- **Selected text**:
■ ■ ■ ■ ■ ■ ■
Dynamics at Scale: Statistical Frontiers in High-Dimensional and Streaming Time Series

We study real-time detection of low-rank changes in the covariance structure of high-dimensional
streaming data, motivated by robotic swarm monitoring. Building on the spiked covariance model, we
propose the Multi-rank Subspace-CUSUM (MRS-C) procedure, which extends classical CUSUM by
tracking projection energy onto an estimated signal subspace. We analyze performance by characterizing
the expected detection delay (EDD) under a prescribed average run length (ARL), deriving closed-form
asymptotically optimal choices of the window size and drift. We further prove that MRS-C is first-order
asymptotically optimal relative to the oracle Exact CUSUM, with an explicit efficiency constant that
depends on heterogeneity in spike strengths. When the signal rank is unknown, we use a parallel
procedure. Simulations and robotic swarm-behavior data illustrate robustness and effectiveness. This talk is based on recent work Multi-rank subspace change-point detection for monitoring robotic swarms.
Jonghyeok Lee, Yao Xie, Youngser Park, Jason Hindes, Ira Schwartz, Carey Priebe. 2026. 

Network modeling of multivariate time series has emerged as an useful framework for understanding interactions amongst the component of a dynamical system in many areas of biological and social sciences. We develop a method to construct sparse, weighted, directed network where each edge captures how a shock to one component dynamically manifests in the other component using cumulative impulse response functions (cIRF). This is in sharp contrast with existing works, where network edges primarily capture in some form the Granger-causal effects (lead-lag association) among the component time series, and rely on a parsimonious vector autoregressive (VAR) representation of the system. Building upon our previous work on large-scale vector autoregressive moving averages (VARMA), we develop an iterative procedure for estimating cIRF. Using simulation experiments, we show that when the data generating process has a sparse vector moving average (VMA) representation, our method outperforms competing alternatives. We also prove that our algorithm, restricted to any finite number of iterations, consistently estimates impulse responses under high-dimensional asymptotics. Finally, we use our method to construct financial networks from realized volatilities of stock prices before, during and after the US financial crisis of 2007-09.
■ ■ ■ ■ ■ ■ ■
- **Source material**:
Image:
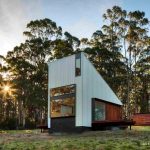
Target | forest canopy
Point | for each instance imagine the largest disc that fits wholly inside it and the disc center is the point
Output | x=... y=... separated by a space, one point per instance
x=120 y=51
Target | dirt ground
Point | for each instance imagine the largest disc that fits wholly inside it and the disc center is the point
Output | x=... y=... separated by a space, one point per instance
x=138 y=138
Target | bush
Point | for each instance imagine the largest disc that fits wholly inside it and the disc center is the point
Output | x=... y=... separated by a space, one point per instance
x=30 y=124
x=8 y=124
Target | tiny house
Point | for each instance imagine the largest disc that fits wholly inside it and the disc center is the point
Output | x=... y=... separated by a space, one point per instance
x=78 y=95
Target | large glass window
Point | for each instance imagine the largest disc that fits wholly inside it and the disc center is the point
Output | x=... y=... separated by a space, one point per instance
x=63 y=101
x=62 y=107
x=62 y=90
x=99 y=111
x=78 y=65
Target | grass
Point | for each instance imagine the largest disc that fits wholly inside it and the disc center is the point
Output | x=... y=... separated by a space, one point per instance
x=137 y=138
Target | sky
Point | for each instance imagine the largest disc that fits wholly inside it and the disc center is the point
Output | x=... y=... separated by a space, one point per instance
x=79 y=17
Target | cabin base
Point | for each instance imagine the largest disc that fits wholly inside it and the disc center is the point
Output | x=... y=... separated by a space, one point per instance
x=66 y=125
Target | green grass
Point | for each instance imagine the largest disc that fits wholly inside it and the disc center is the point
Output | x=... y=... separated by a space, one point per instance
x=136 y=139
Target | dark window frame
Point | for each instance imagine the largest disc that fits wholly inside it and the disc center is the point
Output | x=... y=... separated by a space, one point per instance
x=64 y=97
x=77 y=56
x=93 y=108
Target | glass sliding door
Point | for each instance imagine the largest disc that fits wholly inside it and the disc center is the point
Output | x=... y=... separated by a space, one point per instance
x=63 y=101
x=99 y=111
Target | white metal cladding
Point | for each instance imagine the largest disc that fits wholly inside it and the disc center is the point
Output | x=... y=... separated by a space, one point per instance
x=62 y=73
x=94 y=86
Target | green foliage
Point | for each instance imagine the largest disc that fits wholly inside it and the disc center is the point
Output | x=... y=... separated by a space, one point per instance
x=120 y=51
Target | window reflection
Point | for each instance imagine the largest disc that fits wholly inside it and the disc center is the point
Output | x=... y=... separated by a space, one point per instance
x=62 y=107
x=99 y=111
x=78 y=64
x=63 y=101
x=62 y=90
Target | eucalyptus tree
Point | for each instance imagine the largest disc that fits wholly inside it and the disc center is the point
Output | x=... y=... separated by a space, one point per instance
x=27 y=65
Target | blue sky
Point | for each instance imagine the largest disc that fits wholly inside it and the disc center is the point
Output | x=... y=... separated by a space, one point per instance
x=79 y=17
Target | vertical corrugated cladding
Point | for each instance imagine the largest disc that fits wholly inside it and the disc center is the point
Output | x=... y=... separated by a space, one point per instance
x=48 y=115
x=87 y=92
x=79 y=99
x=94 y=86
x=60 y=73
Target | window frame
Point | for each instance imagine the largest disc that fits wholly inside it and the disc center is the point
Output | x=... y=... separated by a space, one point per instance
x=93 y=109
x=64 y=97
x=77 y=56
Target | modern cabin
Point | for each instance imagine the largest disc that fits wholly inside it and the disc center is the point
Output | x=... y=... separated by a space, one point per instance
x=78 y=96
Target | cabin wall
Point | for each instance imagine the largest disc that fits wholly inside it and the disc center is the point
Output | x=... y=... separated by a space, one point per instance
x=94 y=86
x=62 y=73
x=113 y=112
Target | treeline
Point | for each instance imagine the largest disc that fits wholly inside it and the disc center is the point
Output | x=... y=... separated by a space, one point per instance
x=120 y=51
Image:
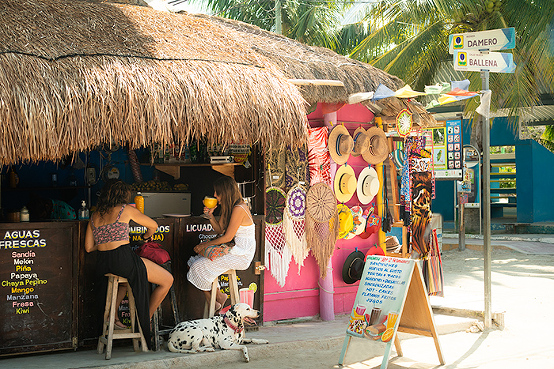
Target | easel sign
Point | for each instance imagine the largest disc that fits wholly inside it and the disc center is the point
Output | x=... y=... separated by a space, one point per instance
x=388 y=286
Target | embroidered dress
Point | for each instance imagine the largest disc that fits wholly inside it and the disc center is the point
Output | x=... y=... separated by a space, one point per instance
x=204 y=271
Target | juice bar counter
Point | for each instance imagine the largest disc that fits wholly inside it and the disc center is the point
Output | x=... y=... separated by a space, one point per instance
x=48 y=297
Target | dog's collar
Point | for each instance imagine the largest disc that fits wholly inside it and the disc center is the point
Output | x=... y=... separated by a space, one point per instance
x=236 y=329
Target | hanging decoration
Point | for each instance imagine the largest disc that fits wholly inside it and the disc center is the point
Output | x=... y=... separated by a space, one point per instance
x=278 y=255
x=321 y=223
x=296 y=167
x=404 y=122
x=319 y=159
x=294 y=224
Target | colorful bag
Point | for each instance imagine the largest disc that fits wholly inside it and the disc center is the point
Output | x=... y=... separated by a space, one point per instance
x=215 y=251
x=153 y=251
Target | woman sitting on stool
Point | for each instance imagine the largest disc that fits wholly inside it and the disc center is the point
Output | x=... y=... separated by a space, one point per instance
x=235 y=223
x=108 y=232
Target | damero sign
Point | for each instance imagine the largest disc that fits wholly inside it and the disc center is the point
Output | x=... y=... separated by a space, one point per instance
x=495 y=39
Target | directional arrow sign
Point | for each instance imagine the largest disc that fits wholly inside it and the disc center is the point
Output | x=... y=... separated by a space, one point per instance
x=477 y=61
x=494 y=39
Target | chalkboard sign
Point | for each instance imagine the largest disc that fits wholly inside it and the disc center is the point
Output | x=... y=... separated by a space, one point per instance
x=380 y=298
x=391 y=298
x=36 y=277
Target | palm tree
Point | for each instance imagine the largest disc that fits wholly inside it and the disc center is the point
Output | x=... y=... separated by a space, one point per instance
x=312 y=22
x=410 y=40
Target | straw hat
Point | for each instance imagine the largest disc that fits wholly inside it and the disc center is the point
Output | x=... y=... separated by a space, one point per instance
x=346 y=220
x=361 y=142
x=353 y=267
x=358 y=222
x=340 y=144
x=345 y=183
x=373 y=222
x=368 y=185
x=378 y=146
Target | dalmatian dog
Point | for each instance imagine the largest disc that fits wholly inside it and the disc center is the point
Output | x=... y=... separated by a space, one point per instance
x=225 y=332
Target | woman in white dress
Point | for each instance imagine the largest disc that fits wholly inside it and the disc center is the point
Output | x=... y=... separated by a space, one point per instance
x=235 y=223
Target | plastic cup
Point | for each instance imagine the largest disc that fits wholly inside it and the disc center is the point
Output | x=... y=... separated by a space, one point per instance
x=246 y=296
x=375 y=315
x=391 y=320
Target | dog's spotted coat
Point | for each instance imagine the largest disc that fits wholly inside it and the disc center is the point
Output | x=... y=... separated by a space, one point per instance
x=223 y=332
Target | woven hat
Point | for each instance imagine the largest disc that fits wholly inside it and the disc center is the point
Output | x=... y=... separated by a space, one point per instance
x=361 y=142
x=378 y=146
x=345 y=183
x=321 y=203
x=346 y=220
x=358 y=222
x=373 y=222
x=340 y=144
x=368 y=185
x=353 y=267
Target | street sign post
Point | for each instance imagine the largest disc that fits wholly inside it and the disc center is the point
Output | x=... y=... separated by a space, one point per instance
x=472 y=53
x=494 y=39
x=477 y=61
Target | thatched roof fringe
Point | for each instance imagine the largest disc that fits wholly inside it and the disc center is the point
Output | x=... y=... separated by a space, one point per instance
x=77 y=104
x=76 y=55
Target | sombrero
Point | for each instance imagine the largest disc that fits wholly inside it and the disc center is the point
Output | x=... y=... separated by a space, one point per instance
x=378 y=146
x=346 y=220
x=340 y=144
x=344 y=183
x=353 y=267
x=368 y=185
x=358 y=222
x=361 y=142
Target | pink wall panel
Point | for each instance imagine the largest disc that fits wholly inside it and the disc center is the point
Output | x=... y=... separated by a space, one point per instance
x=299 y=297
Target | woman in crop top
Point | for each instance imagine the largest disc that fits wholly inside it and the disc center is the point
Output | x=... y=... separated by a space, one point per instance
x=108 y=233
x=235 y=223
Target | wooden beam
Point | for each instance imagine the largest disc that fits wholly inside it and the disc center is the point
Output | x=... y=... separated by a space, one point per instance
x=316 y=82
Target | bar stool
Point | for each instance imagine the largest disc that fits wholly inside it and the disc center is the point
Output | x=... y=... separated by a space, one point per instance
x=209 y=310
x=157 y=320
x=108 y=332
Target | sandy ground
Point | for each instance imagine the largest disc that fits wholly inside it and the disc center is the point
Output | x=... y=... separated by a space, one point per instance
x=522 y=287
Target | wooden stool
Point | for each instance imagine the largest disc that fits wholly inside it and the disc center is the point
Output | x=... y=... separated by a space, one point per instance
x=157 y=320
x=209 y=310
x=108 y=332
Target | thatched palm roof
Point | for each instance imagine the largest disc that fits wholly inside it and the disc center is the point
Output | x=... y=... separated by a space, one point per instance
x=76 y=74
x=300 y=61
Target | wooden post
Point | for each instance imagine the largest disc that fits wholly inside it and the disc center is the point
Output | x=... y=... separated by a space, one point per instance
x=380 y=198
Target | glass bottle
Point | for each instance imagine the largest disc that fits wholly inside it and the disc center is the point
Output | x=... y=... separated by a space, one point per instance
x=139 y=202
x=24 y=214
x=83 y=211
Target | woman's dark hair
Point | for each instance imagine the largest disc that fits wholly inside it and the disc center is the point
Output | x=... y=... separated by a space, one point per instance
x=228 y=190
x=114 y=193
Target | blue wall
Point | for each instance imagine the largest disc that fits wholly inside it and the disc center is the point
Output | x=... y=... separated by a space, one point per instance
x=534 y=176
x=38 y=177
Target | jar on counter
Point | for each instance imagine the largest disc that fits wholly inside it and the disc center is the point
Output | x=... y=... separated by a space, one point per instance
x=24 y=214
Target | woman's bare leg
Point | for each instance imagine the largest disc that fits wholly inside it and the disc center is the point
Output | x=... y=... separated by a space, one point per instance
x=157 y=275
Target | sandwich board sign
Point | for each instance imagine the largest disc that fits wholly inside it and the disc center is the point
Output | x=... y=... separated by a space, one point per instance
x=471 y=60
x=391 y=298
x=494 y=39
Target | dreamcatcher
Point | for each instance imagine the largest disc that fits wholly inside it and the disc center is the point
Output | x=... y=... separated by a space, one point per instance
x=321 y=224
x=277 y=255
x=294 y=224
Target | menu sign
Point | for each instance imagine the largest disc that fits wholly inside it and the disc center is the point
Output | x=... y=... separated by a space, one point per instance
x=380 y=298
x=36 y=304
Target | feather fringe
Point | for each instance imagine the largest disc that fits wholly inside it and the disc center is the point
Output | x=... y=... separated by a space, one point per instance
x=295 y=241
x=321 y=239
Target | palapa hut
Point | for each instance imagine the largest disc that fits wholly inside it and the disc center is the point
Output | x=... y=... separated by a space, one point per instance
x=305 y=65
x=77 y=74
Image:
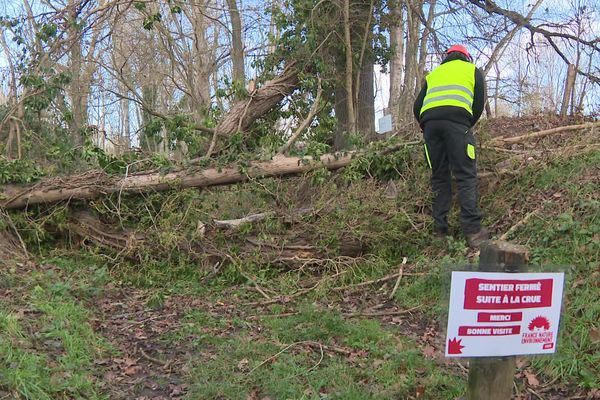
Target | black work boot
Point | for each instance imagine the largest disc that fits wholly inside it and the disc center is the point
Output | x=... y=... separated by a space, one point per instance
x=475 y=240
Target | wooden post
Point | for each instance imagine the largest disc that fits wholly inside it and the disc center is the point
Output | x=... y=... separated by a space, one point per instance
x=491 y=378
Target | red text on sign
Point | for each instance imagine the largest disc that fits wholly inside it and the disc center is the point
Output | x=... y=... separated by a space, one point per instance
x=488 y=330
x=499 y=317
x=504 y=294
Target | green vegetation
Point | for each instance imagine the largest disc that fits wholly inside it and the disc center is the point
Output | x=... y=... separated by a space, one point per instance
x=308 y=345
x=48 y=349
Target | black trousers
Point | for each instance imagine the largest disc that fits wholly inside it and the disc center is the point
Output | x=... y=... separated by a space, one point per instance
x=450 y=148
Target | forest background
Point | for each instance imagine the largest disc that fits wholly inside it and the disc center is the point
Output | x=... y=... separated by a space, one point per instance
x=200 y=199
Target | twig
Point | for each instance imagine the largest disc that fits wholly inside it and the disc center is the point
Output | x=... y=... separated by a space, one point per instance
x=533 y=392
x=235 y=223
x=400 y=273
x=383 y=313
x=518 y=224
x=309 y=343
x=152 y=359
x=320 y=359
x=380 y=280
x=299 y=293
x=258 y=288
x=274 y=356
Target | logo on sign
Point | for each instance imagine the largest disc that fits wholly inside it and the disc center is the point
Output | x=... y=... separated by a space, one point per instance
x=539 y=332
x=539 y=324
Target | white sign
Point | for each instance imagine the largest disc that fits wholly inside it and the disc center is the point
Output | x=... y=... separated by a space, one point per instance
x=503 y=314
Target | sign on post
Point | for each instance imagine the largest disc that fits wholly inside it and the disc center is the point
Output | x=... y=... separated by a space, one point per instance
x=503 y=314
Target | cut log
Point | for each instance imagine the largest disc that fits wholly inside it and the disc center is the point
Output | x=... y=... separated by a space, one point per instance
x=246 y=111
x=96 y=184
x=499 y=141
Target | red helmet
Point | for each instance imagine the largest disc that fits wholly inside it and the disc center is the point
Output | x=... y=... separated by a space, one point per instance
x=461 y=49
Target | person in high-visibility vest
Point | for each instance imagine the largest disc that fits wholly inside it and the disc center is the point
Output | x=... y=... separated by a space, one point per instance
x=449 y=104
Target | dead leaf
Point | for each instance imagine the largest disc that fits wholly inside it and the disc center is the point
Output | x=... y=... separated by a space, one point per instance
x=594 y=394
x=429 y=351
x=595 y=335
x=243 y=364
x=377 y=363
x=532 y=380
x=132 y=370
x=254 y=394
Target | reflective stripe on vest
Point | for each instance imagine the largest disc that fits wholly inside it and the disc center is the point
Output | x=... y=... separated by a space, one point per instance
x=450 y=84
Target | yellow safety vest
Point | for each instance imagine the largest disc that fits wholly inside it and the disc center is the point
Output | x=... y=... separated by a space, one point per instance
x=450 y=84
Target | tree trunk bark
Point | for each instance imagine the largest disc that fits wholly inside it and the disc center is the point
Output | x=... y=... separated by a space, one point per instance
x=397 y=61
x=237 y=46
x=96 y=184
x=348 y=74
x=366 y=101
x=569 y=84
x=244 y=112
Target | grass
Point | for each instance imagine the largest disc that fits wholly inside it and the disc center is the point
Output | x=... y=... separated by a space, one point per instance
x=48 y=348
x=286 y=361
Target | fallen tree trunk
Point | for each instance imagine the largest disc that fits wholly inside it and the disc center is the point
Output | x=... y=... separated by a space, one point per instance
x=96 y=184
x=244 y=112
x=536 y=135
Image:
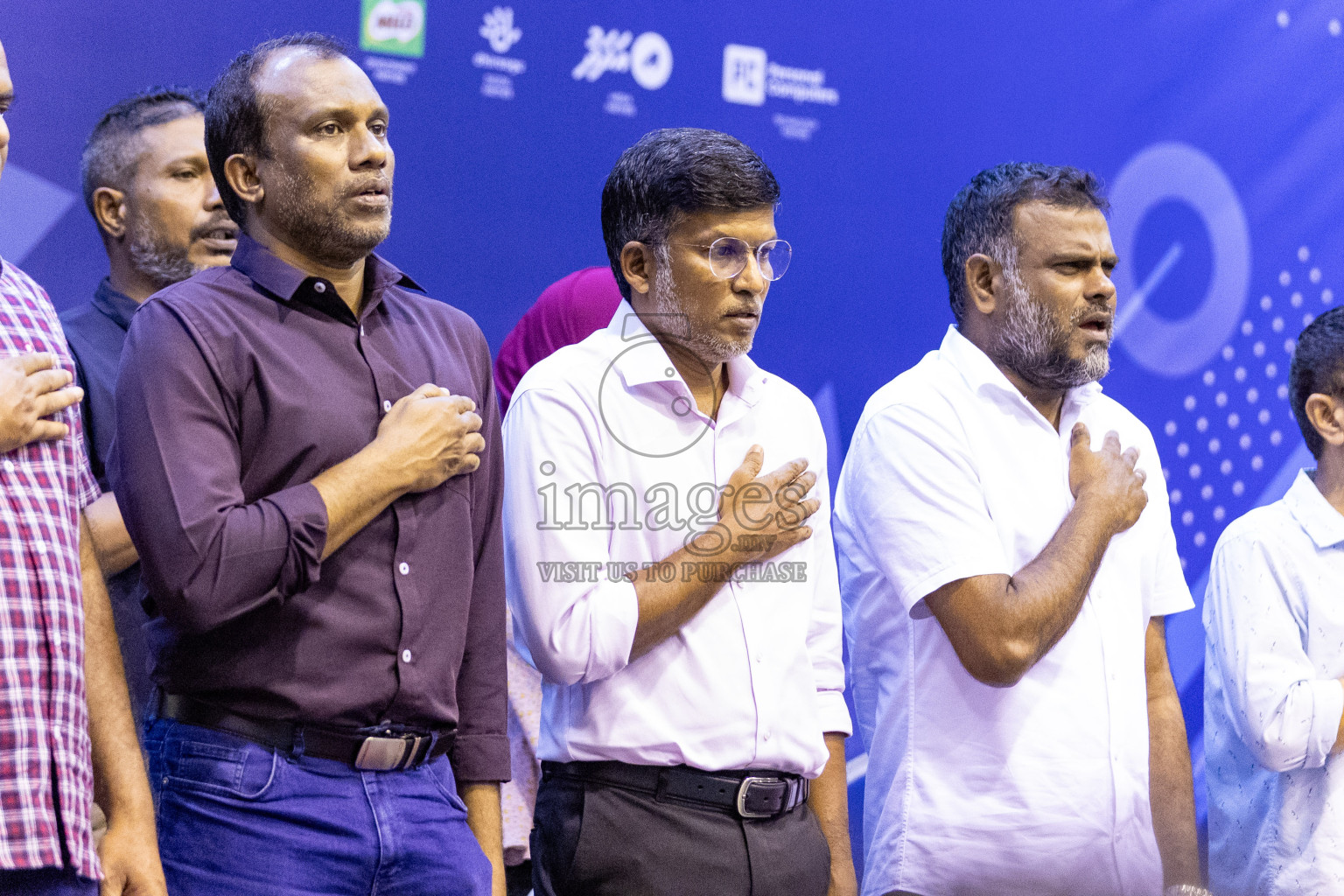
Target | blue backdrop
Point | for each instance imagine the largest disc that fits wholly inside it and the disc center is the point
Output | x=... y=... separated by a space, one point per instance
x=1218 y=127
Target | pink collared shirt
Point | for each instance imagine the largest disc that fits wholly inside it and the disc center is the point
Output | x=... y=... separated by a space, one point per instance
x=45 y=750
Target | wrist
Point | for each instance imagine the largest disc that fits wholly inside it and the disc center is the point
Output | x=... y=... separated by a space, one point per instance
x=376 y=464
x=724 y=544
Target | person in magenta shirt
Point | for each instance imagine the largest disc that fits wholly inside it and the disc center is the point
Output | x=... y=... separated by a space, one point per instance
x=566 y=312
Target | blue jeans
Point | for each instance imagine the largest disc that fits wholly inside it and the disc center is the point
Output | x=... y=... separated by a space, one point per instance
x=46 y=881
x=242 y=820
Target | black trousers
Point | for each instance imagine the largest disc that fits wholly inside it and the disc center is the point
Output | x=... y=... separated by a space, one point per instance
x=594 y=840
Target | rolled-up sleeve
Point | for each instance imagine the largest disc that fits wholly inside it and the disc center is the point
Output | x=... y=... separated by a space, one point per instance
x=207 y=555
x=481 y=751
x=574 y=632
x=825 y=629
x=1285 y=712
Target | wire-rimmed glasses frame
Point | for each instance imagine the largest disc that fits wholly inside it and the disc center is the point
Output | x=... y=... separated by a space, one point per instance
x=729 y=256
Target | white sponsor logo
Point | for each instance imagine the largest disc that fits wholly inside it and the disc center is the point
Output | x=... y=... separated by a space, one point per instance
x=391 y=20
x=499 y=29
x=647 y=58
x=749 y=77
x=796 y=127
x=744 y=74
x=651 y=60
x=390 y=72
x=620 y=103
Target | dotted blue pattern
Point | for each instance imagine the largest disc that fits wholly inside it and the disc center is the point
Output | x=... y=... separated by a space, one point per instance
x=1234 y=427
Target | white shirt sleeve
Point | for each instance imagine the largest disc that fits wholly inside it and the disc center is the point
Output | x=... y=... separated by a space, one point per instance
x=574 y=630
x=1166 y=587
x=915 y=500
x=1281 y=708
x=825 y=632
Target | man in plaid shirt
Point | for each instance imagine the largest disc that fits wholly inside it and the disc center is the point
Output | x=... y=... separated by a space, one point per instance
x=65 y=718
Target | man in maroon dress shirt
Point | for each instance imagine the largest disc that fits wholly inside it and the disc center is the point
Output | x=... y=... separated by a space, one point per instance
x=308 y=462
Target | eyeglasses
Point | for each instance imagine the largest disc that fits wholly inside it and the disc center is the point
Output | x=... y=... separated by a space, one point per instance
x=729 y=256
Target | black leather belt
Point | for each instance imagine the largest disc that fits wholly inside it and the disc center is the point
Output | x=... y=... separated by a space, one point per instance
x=746 y=794
x=381 y=748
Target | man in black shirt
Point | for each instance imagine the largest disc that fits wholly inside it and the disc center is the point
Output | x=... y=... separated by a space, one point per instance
x=147 y=185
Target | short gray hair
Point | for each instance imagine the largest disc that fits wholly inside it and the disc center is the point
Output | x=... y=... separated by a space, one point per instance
x=980 y=218
x=110 y=150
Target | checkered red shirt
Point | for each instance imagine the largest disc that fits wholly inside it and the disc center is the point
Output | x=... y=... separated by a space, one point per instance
x=43 y=713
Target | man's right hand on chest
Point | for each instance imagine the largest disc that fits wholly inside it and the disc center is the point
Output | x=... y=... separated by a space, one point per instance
x=1106 y=480
x=32 y=389
x=429 y=437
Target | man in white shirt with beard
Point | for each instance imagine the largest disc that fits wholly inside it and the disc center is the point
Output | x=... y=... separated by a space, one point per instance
x=1005 y=560
x=680 y=604
x=1273 y=696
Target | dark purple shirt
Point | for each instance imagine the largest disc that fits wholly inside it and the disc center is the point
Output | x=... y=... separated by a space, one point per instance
x=240 y=386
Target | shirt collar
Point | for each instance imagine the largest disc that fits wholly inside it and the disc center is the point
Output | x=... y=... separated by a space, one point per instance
x=983 y=374
x=115 y=304
x=290 y=284
x=1321 y=522
x=654 y=366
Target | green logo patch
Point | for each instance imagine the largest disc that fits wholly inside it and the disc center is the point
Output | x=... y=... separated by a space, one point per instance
x=394 y=27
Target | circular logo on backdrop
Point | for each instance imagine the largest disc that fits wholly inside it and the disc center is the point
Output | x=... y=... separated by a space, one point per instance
x=1179 y=172
x=676 y=424
x=651 y=60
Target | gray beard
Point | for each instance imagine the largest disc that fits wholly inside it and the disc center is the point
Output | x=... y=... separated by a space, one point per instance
x=710 y=348
x=164 y=265
x=1035 y=346
x=318 y=230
■ ■ ■ ■ ■ ■ ■
- **Work order 1**: From the time series text, list every abbreviation introduced in parentheses together with the full term it stands for.
- **Work order 2**: Please carry the time series text, not the entries, further from its last sentence onward.

- **Answer area 1**:
MRS-C: Multi-rank Subspace-CUSUM
EDD: expected detection delay
ARL: average run length
cIRF: cumulative impulse response functions
VAR: vector autoregressive
VARMA: vector autoregressive moving averages
VMA: vector moving average

- **Answer area 2**:
Online learning has gained popularity in recent years due to the urgent need to analyse large-scale streaming data, which can be collected in perpetuity and serially dependent. This motivates us to develop the online generalized method of moments (OGMM), an explicitly updated estimation and inference framework in the time series setting. The OGMM inherits many properties of offline GMM, such as its broad applicability to many problems in econometrics and statistics, natural accommodation for over-identification, and achievement of semiparametric efficiency under temporal dependence. As an online method, the key gain relative to offline GMM is the vast improvement in time complexity and memory requirement. Building on the OGMM framework, we propose improved versions of online Sargan--Hansen and structural stability tests following recent work in econometrics and statistics. Through Monte Carlo simulations, we observe encouraging finite-sample performance in online instrumental variables regression, online over-identifying restrictions test, online quantile regression, and online anomaly detection. Interesting applications of OGMM to stochastic volatility modelling and inertial sensor calibration are presented to demonstrate the effectiveness of OGMM.